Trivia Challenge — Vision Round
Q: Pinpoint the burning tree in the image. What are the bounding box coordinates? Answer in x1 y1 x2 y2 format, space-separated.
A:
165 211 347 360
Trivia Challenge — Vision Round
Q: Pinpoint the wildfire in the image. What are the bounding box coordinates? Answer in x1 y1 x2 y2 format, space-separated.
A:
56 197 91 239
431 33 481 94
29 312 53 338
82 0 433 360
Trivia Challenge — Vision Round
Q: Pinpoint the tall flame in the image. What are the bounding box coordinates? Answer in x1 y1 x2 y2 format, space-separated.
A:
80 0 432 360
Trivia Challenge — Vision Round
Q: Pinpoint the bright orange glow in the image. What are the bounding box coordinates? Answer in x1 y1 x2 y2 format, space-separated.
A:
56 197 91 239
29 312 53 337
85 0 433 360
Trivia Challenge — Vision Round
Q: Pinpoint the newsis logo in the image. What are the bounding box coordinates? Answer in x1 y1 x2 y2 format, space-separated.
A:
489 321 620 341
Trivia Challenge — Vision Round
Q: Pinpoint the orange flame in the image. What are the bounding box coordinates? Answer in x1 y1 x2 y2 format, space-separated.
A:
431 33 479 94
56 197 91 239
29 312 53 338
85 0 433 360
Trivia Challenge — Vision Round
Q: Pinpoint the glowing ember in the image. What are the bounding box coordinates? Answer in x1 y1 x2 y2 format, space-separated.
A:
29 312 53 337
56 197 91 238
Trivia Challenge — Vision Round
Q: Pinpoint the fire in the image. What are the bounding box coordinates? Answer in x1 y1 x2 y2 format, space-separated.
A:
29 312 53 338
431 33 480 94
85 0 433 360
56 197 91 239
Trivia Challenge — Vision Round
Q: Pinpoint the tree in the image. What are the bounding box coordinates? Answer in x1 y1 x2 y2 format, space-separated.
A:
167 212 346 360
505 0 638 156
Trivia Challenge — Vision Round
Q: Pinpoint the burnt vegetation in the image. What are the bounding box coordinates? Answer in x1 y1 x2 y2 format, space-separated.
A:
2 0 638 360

---

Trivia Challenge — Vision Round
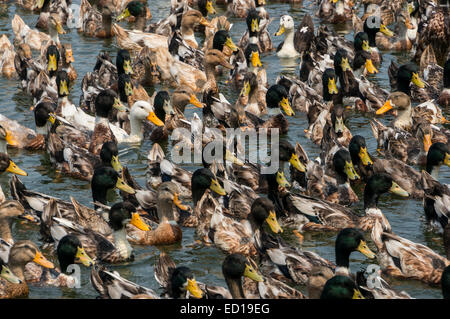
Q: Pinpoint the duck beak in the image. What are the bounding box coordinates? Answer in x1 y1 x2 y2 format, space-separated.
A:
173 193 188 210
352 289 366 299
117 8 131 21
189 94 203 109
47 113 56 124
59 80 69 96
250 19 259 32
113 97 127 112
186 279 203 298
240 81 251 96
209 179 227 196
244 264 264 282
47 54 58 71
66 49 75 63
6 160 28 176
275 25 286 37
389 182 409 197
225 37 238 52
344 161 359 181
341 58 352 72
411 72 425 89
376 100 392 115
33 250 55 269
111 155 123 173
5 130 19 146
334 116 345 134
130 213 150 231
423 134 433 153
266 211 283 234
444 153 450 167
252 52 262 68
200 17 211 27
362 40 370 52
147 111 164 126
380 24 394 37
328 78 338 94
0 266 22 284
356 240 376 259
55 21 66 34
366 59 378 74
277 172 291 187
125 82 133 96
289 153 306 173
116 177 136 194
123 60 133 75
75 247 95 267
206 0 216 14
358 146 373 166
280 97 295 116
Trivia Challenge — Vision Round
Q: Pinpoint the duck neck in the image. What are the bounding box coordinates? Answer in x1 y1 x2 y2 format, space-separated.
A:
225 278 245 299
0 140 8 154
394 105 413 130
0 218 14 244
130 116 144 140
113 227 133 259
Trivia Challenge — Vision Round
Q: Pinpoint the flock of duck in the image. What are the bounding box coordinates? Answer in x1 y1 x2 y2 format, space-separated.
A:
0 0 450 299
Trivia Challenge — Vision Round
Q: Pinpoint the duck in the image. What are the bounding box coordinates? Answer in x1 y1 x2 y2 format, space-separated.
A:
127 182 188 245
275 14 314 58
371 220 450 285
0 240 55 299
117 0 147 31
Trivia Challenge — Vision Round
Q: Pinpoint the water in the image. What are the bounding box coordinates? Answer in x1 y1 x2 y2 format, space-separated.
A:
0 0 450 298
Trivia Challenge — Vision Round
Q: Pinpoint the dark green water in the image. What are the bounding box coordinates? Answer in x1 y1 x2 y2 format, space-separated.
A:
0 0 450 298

* * *

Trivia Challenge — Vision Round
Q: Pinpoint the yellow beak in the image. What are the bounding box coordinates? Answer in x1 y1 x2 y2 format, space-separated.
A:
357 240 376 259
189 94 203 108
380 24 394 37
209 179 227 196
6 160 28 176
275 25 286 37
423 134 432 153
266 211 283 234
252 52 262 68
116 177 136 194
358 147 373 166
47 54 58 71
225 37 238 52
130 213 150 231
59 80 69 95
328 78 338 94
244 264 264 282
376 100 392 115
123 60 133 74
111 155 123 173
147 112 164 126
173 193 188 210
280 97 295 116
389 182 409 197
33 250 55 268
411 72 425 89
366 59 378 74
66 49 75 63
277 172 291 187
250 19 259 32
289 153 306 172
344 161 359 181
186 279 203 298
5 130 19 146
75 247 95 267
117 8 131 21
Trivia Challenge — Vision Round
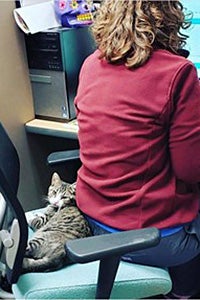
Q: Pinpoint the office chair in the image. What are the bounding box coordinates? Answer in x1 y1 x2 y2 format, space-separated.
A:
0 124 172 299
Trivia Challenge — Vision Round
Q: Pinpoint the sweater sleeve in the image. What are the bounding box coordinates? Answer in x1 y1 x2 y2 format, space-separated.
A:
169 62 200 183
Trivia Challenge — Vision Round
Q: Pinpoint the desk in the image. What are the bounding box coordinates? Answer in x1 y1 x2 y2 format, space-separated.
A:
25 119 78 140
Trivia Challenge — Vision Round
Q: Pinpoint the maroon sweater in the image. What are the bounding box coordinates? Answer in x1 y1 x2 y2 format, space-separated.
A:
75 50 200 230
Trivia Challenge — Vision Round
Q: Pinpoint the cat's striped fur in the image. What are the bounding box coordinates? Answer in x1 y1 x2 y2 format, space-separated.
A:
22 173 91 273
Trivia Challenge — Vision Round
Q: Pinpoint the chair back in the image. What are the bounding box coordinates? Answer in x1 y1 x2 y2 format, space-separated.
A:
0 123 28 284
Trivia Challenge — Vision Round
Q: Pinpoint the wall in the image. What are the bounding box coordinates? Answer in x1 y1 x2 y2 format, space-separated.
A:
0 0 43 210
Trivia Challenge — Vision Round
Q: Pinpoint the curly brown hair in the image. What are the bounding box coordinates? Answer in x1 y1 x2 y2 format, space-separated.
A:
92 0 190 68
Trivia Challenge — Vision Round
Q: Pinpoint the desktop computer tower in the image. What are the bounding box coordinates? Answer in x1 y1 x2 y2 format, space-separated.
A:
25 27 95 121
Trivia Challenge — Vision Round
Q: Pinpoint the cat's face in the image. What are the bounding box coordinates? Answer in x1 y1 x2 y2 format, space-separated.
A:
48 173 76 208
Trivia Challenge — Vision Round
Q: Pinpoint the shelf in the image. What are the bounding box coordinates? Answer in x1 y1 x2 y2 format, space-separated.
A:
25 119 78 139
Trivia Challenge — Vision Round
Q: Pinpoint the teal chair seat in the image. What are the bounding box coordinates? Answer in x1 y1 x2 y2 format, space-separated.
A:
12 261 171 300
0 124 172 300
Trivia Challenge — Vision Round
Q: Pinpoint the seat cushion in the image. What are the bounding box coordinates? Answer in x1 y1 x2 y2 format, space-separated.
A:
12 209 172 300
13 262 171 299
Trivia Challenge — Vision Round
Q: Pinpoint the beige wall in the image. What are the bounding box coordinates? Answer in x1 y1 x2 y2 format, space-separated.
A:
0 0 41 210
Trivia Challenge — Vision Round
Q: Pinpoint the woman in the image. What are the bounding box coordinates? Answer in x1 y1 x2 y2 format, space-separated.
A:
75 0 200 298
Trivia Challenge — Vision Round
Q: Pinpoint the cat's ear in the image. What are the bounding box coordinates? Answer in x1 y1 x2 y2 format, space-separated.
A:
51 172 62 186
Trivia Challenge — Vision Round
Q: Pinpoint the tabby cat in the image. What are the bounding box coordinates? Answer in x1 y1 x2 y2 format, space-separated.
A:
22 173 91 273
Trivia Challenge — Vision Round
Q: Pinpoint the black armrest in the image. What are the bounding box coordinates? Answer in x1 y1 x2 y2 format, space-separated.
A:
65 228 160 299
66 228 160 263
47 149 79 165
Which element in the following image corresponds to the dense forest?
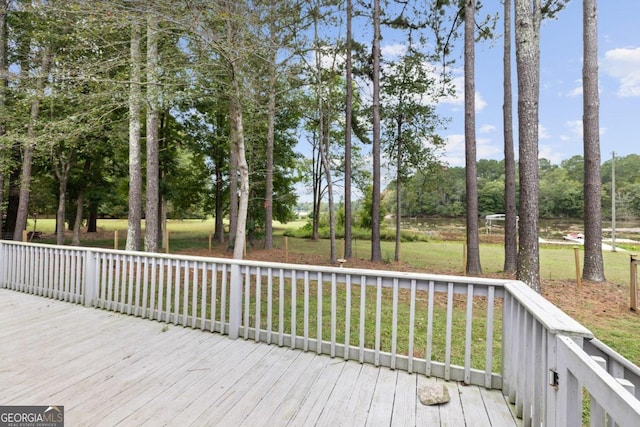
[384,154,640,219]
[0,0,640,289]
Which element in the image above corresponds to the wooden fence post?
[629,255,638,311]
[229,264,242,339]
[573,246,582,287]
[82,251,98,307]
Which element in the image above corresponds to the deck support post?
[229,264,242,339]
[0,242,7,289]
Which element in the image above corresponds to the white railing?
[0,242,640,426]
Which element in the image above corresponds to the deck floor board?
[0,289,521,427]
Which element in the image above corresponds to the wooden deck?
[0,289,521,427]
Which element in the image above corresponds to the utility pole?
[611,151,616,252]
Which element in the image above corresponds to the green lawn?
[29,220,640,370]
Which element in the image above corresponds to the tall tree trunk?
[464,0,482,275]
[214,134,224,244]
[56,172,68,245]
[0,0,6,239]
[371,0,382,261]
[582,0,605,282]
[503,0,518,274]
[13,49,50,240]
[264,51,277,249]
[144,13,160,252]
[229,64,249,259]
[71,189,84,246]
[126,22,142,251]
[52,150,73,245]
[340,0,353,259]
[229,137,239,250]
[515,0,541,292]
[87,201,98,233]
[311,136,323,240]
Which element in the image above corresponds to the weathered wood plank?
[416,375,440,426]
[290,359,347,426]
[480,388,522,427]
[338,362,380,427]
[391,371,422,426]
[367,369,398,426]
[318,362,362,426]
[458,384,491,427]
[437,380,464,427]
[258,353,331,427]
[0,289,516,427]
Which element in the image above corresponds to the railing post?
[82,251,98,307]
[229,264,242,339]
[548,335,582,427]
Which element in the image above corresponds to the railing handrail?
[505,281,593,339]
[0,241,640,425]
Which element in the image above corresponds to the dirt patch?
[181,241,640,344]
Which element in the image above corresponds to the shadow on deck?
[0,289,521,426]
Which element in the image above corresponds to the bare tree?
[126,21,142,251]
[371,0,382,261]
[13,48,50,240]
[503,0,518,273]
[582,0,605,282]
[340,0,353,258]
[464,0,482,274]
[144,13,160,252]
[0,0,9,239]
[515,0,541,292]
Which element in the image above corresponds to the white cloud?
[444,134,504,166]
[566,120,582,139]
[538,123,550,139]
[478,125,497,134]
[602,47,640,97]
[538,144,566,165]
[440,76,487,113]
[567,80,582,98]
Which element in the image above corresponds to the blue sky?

» GIVEN TASK: Put the part of the data above that opens with the line containing "Which element in the image above corresponds to the weathered" and closes with the line containing "[0,241,640,425]" into a JSON list of strings, one per line, with both end lines included and blank lines left out.

» EXERCISE RESPONSE:
[
  "Which element in the image above corresponds to the weathered wood plank?",
  "[416,375,440,426]",
  "[290,359,347,426]",
  "[480,388,522,427]",
  "[338,362,380,427]",
  "[391,371,422,426]",
  "[367,369,398,426]",
  "[318,362,362,426]",
  "[458,384,491,427]",
  "[437,380,464,427]",
  "[258,353,331,427]",
  "[0,289,516,427]",
  "Which element in the image above corresponds to the railing post?",
  "[82,251,98,307]",
  "[229,264,242,339]",
  "[548,335,582,427]",
  "Which element in the image above corresponds to the railing handrail?",
  "[505,281,593,339]",
  "[0,241,640,425]"
]